■ **Dataset entries**

______

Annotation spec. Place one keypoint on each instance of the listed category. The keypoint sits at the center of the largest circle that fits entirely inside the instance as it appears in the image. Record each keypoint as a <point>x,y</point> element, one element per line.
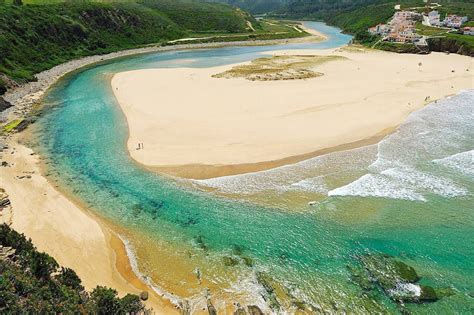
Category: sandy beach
<point>192,125</point>
<point>62,229</point>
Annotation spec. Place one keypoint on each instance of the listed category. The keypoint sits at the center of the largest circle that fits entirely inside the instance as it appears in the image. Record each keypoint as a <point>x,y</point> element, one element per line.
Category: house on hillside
<point>380,29</point>
<point>468,30</point>
<point>455,21</point>
<point>434,18</point>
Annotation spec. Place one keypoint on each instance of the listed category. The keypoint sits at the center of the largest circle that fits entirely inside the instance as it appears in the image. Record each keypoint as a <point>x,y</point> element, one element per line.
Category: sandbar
<point>189,123</point>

______

■ **Requirement**
Rewrite all the items above, swapping every "keypoint" for "marker" and changing nothing else. Leave the pictures out of your answer.

■ **The answer**
Annotation spec. Place one marker on each instance of the listed category. The marker sits at the center of the largest circle that fits entirely inside the instance as it appears in the image. Record each marker as a <point>x,y</point> element, one element per line.
Category: sandy beach
<point>192,125</point>
<point>62,229</point>
Annotation spec. Place one marker on each instance of the listed category. The marker sits at the center of the largest circle that fits entirely inside the instance as it appears in the image. Record each marker as a <point>x,y</point> element, one element per line.
Category: house on hillside
<point>380,29</point>
<point>468,30</point>
<point>455,21</point>
<point>434,18</point>
Annotation spec. Place one marker on each instance of the listed category. The marker sits at the center of the largest circle that fits entirely inside the instance as it appears in the image. Record each marker as a <point>x,y</point> element, one element per line.
Category: sandbar
<point>189,123</point>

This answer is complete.